Region annotation entries:
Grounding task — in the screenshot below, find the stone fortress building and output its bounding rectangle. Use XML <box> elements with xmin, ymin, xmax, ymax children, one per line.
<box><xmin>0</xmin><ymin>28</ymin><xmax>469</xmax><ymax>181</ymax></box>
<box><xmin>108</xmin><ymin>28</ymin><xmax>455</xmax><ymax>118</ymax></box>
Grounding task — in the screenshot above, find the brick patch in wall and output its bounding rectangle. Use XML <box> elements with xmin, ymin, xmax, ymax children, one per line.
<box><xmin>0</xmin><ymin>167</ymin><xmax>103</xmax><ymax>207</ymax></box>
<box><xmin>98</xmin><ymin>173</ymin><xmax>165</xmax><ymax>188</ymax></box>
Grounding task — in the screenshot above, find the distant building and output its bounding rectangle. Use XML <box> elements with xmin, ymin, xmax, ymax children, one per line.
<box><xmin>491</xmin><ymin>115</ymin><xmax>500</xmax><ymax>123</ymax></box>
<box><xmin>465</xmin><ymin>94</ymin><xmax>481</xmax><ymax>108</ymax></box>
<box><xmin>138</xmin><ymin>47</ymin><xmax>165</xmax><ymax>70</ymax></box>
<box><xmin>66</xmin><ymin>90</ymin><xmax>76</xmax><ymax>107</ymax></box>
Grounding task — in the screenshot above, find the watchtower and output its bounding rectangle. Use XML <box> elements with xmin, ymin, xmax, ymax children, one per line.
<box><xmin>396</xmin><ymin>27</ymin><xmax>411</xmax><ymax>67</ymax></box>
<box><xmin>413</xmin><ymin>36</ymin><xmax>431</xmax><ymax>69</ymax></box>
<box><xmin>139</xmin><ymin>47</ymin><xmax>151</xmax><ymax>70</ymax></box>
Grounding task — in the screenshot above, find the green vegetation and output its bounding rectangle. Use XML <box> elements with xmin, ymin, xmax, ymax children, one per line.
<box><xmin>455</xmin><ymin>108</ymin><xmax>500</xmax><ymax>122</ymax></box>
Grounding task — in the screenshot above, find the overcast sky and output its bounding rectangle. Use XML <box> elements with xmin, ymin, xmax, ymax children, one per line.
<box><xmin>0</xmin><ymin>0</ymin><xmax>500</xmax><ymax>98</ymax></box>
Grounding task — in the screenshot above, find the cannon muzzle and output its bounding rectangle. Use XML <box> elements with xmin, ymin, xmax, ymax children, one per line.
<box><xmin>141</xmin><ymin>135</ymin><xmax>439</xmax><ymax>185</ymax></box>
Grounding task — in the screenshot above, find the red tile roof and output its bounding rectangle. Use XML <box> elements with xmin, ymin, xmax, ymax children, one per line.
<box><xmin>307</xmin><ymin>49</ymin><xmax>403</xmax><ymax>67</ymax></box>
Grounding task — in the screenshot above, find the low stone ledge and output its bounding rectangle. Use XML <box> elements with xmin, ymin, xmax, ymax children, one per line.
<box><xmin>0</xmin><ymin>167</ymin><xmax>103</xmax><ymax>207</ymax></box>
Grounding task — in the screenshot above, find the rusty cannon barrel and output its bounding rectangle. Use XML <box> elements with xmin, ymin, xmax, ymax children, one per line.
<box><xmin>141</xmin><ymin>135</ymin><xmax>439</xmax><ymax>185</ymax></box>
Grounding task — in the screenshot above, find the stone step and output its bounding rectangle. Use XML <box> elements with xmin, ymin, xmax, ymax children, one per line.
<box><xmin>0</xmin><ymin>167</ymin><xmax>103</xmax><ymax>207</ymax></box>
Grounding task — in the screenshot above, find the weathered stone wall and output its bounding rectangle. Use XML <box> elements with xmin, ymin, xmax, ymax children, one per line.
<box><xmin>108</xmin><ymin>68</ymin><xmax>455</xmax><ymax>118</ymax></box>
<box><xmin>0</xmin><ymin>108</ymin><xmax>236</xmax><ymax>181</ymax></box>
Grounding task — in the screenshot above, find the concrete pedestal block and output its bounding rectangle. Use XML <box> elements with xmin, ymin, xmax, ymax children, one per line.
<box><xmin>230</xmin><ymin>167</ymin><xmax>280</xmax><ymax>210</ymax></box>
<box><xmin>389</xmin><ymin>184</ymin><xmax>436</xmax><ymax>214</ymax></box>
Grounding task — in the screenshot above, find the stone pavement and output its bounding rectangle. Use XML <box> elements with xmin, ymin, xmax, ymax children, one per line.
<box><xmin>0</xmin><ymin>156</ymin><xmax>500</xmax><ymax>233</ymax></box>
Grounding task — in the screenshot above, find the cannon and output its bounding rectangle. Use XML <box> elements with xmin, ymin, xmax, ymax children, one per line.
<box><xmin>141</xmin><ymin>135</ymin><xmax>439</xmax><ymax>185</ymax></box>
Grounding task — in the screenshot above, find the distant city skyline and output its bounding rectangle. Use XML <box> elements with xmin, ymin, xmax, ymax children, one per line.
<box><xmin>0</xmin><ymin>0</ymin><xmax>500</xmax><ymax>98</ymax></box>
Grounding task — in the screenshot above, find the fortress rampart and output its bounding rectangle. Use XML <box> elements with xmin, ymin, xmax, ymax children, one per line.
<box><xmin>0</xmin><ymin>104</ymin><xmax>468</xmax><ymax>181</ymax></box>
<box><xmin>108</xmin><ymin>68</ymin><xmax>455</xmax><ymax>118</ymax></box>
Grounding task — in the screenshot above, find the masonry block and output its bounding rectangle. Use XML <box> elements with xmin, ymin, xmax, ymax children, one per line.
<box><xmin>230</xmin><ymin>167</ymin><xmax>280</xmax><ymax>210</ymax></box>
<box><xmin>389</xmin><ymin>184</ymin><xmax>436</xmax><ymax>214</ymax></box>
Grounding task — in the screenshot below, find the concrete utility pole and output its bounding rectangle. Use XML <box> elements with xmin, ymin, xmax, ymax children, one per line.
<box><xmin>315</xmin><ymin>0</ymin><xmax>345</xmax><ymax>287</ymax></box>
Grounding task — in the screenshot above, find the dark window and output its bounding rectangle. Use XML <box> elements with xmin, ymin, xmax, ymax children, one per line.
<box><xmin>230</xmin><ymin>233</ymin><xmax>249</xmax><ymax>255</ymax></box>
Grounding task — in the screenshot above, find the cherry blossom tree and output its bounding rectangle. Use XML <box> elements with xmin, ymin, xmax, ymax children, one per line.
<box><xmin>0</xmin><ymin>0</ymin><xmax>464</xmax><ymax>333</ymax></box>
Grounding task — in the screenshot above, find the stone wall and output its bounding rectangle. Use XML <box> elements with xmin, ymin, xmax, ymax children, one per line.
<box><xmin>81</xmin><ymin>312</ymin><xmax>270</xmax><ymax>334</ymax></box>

--- Problem to solve ---
Restate each record exactly as written.

--- Exercise answer ---
Grounding task — in the screenshot below, find the stone fortress building and output its bounding rectangle. Use XML <box> elements with xmin, ymin, xmax, ymax children, one per line.
<box><xmin>0</xmin><ymin>28</ymin><xmax>469</xmax><ymax>181</ymax></box>
<box><xmin>108</xmin><ymin>28</ymin><xmax>455</xmax><ymax>118</ymax></box>
Grounding task — in the screenshot above, find the brick patch in wall and output its bounding rectangle. Use XML <box> elements with xmin, ymin, xmax, ymax children, one per line.
<box><xmin>0</xmin><ymin>167</ymin><xmax>103</xmax><ymax>207</ymax></box>
<box><xmin>98</xmin><ymin>173</ymin><xmax>165</xmax><ymax>188</ymax></box>
Grounding task — in the screenshot above, find the distant building and output its bounding rectangle. Use XML <box> elements with xmin, ymin, xmax, ymax children, one per line.
<box><xmin>491</xmin><ymin>115</ymin><xmax>500</xmax><ymax>123</ymax></box>
<box><xmin>465</xmin><ymin>94</ymin><xmax>481</xmax><ymax>108</ymax></box>
<box><xmin>138</xmin><ymin>47</ymin><xmax>165</xmax><ymax>70</ymax></box>
<box><xmin>66</xmin><ymin>90</ymin><xmax>76</xmax><ymax>107</ymax></box>
Grounding task — in the screenshot above, find the watchtower and output its bounding rectangle. Use XML <box> elements with xmin, ymin, xmax, ymax children, one per line.
<box><xmin>396</xmin><ymin>27</ymin><xmax>411</xmax><ymax>67</ymax></box>
<box><xmin>413</xmin><ymin>36</ymin><xmax>431</xmax><ymax>69</ymax></box>
<box><xmin>139</xmin><ymin>47</ymin><xmax>151</xmax><ymax>70</ymax></box>
Grounding task — in the screenshot above, find the green vegetation and output its bounding rectangle. Use XML <box> elements with xmin, ymin, xmax, ymax children, one per line.
<box><xmin>455</xmin><ymin>108</ymin><xmax>500</xmax><ymax>122</ymax></box>
Grounding task — in the screenshot above, find the overcast sky and output its bounding rectangle. Use XML <box> elements with xmin, ymin, xmax, ymax children, one per line.
<box><xmin>0</xmin><ymin>0</ymin><xmax>500</xmax><ymax>98</ymax></box>
Grounding task — in the screenshot above, find the cannon muzzle and output its bounding rectangle. Use XML <box> elements with xmin, ymin, xmax, ymax children, one per line.
<box><xmin>141</xmin><ymin>135</ymin><xmax>439</xmax><ymax>185</ymax></box>
Grounding task — in the screenshot above, find the red tile roof and output its bounding rectangle. Use XML <box> elements with xmin, ymin, xmax, ymax children, one per line.
<box><xmin>307</xmin><ymin>49</ymin><xmax>403</xmax><ymax>67</ymax></box>
Grounding task — in the screenshot above, find the low stone ledge and output its bounding rectangle. Use XML <box> elements with xmin, ymin, xmax, ymax children, one per line.
<box><xmin>0</xmin><ymin>167</ymin><xmax>103</xmax><ymax>207</ymax></box>
Grounding task — in the screenshot above, find the rusty cannon barrel and output its bounding rectangle. Use XML <box> elements with xmin, ymin, xmax, ymax children, one per line.
<box><xmin>141</xmin><ymin>135</ymin><xmax>439</xmax><ymax>185</ymax></box>
Grounding task — in the screenshot above, find the stone step and output its bounding rectangle. Use XML <box> elements with xmin, ymin, xmax, ymax children, one per line.
<box><xmin>0</xmin><ymin>167</ymin><xmax>103</xmax><ymax>207</ymax></box>
Grounding task — in the screenshot above, find the weathered stone wall and output its bounding rectangle. Use XML <box> elements with xmin, ymin, xmax, ymax children, one per line.
<box><xmin>108</xmin><ymin>68</ymin><xmax>455</xmax><ymax>118</ymax></box>
<box><xmin>0</xmin><ymin>108</ymin><xmax>236</xmax><ymax>181</ymax></box>
Grounding task — in the screenshot above, find the concrete pedestal block and output its bounding rectangle. Use XML <box> elements with xmin, ymin, xmax, ymax children, one per line.
<box><xmin>230</xmin><ymin>167</ymin><xmax>280</xmax><ymax>210</ymax></box>
<box><xmin>389</xmin><ymin>184</ymin><xmax>436</xmax><ymax>214</ymax></box>
Grounding task — in the screenshot above, find the stone pavement and output its bounding rectangle. Use XML <box> elements with xmin, ymin, xmax, ymax children, one per line.
<box><xmin>0</xmin><ymin>156</ymin><xmax>500</xmax><ymax>233</ymax></box>
Grounding task — in the screenshot above, find the cannon and output its bounding rectangle. Use XML <box> elements with xmin, ymin, xmax, ymax children, one per line.
<box><xmin>141</xmin><ymin>135</ymin><xmax>439</xmax><ymax>185</ymax></box>
Grounding task — in the screenshot above, find the distant city skyline and output its bounding rectangle. Use XML <box> elements with xmin, ymin, xmax, ymax children, one per line.
<box><xmin>0</xmin><ymin>0</ymin><xmax>500</xmax><ymax>98</ymax></box>
Grounding task — in the screenshot above, find the fortress rampart and output its bounding rectangle. Use XML <box> elements with xmin, ymin, xmax, ymax children, one per line.
<box><xmin>0</xmin><ymin>104</ymin><xmax>468</xmax><ymax>181</ymax></box>
<box><xmin>108</xmin><ymin>68</ymin><xmax>455</xmax><ymax>118</ymax></box>
Grounding task — in the screenshot above, find the masonry block and output its bounding rectangle. Use XML <box> elements with xmin, ymin, xmax, ymax children, one per line.
<box><xmin>230</xmin><ymin>167</ymin><xmax>280</xmax><ymax>210</ymax></box>
<box><xmin>389</xmin><ymin>184</ymin><xmax>436</xmax><ymax>214</ymax></box>
Grounding task — in the screenshot below, find the concrete utility pole and output its bounding rectangle. Use XML <box> elements with xmin, ymin, xmax, ymax children, one per line.
<box><xmin>315</xmin><ymin>0</ymin><xmax>345</xmax><ymax>287</ymax></box>
Grounding task — in the screenshot above, find the dark window and output its bounding rectangle. Use XML <box> elements with xmin, ymin, xmax, ymax children, one per line.
<box><xmin>230</xmin><ymin>233</ymin><xmax>249</xmax><ymax>255</ymax></box>
Grounding task — in the screenshot above, find the cherry blossom tree and output its bounding rectangle. Use XML <box> elements with xmin, ymin, xmax, ymax children, one per line.
<box><xmin>0</xmin><ymin>0</ymin><xmax>464</xmax><ymax>333</ymax></box>
Grounding task — in the screenshot above, find the stone wall and output its bounding rectangle. Use XML <box> elements with xmin, ymin, xmax, ymax children, one per line.
<box><xmin>81</xmin><ymin>312</ymin><xmax>270</xmax><ymax>334</ymax></box>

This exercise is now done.